>> begin Records for the exercise

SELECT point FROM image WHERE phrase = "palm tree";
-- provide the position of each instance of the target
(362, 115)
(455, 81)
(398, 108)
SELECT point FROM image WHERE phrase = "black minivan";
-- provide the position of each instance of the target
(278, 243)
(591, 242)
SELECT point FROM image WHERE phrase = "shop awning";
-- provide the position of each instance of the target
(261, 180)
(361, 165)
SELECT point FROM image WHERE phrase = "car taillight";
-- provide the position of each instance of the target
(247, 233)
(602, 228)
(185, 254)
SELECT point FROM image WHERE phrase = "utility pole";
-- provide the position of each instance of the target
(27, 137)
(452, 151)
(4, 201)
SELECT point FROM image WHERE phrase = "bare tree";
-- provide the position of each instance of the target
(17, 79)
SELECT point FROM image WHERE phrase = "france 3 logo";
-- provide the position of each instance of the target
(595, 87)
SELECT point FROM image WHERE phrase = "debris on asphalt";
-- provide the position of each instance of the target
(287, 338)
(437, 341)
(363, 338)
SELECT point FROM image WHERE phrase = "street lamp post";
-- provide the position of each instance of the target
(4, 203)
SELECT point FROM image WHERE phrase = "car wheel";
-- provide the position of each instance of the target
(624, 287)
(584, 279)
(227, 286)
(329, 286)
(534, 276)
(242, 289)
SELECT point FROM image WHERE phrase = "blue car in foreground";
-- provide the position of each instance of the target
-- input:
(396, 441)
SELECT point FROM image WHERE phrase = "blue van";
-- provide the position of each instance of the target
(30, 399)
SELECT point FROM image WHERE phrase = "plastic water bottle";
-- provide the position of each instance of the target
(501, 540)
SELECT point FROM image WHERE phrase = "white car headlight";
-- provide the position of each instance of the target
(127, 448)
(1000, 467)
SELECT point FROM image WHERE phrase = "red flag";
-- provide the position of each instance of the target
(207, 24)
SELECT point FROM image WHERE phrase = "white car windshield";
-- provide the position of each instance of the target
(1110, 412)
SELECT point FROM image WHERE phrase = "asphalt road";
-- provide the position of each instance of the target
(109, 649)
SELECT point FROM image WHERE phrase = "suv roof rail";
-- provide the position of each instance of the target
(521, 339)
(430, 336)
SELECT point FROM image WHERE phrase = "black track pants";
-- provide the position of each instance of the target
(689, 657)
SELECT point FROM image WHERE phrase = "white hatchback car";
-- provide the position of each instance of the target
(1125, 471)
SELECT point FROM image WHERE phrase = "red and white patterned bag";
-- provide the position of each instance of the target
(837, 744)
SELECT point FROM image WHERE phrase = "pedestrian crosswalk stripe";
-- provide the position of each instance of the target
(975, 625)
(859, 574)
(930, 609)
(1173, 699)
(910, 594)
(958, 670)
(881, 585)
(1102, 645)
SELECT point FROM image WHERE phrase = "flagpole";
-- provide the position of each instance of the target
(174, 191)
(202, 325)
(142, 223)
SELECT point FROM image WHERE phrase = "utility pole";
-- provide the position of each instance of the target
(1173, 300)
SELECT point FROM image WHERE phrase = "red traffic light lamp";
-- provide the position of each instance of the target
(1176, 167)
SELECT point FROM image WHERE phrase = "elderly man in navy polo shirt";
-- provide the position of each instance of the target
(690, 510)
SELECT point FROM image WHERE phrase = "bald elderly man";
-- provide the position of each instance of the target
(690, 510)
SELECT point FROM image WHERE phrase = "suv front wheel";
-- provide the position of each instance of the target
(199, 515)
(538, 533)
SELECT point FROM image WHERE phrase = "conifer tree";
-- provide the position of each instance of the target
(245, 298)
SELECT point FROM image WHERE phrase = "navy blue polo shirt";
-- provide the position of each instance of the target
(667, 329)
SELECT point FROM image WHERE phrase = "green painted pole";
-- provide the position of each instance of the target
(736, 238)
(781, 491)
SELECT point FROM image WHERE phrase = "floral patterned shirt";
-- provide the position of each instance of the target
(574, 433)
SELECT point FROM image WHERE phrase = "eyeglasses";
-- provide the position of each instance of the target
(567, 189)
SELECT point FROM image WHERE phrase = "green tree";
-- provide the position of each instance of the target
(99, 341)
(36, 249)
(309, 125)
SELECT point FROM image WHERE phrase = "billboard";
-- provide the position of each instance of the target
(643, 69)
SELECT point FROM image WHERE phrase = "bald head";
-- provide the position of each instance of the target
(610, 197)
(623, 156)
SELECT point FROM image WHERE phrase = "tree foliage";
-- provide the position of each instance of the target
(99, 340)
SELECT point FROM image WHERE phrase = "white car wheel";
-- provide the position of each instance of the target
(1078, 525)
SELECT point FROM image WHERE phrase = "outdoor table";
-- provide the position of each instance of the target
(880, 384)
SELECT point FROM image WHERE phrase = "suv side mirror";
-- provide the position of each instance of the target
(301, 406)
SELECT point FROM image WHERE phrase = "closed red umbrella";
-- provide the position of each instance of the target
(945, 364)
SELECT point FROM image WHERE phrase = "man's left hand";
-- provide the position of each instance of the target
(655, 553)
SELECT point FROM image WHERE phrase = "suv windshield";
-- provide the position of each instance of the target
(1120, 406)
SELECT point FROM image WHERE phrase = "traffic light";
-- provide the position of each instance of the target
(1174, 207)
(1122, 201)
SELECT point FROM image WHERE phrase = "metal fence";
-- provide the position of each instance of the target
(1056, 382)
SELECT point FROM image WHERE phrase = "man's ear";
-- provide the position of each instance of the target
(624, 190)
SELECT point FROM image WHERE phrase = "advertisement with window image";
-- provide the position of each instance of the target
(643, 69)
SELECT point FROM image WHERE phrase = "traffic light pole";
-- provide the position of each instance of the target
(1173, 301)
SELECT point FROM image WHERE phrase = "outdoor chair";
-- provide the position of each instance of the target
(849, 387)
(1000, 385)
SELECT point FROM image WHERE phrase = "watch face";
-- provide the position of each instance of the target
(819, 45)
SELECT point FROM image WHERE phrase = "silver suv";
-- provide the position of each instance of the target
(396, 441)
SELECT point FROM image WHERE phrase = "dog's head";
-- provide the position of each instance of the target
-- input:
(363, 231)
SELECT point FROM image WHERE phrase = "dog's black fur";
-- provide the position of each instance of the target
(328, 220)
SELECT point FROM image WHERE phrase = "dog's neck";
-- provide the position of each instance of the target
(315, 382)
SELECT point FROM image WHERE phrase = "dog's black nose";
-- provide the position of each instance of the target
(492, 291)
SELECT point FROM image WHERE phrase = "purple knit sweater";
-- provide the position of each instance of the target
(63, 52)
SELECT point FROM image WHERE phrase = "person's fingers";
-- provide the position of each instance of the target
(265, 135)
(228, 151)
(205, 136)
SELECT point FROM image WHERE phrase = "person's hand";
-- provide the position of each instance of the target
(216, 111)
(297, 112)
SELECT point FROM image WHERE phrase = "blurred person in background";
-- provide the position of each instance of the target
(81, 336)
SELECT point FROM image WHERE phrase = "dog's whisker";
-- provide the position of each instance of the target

>> end Records for the exercise

_Aim_
Lay out the records as a two-column CSV with the headers text and answer, starting at the line containing "and white patterned" and ending at the line containing "(1102, 645)". Give one row per record, with each field in quotes and line breaks replaced by spaces.

_Result of the exercise_
text,answer
"SELECT point FROM image WHERE phrase = ""red and white patterned bag""; -- provide the position of each instance of the target","(837, 744)"
"SELECT point FROM image WHERE phrase = ""pedestrian crosswalk stripe""; -- provide the position of each instance of the target","(975, 625) (859, 574) (930, 609) (1173, 699) (910, 594) (958, 670) (881, 585) (1102, 645)"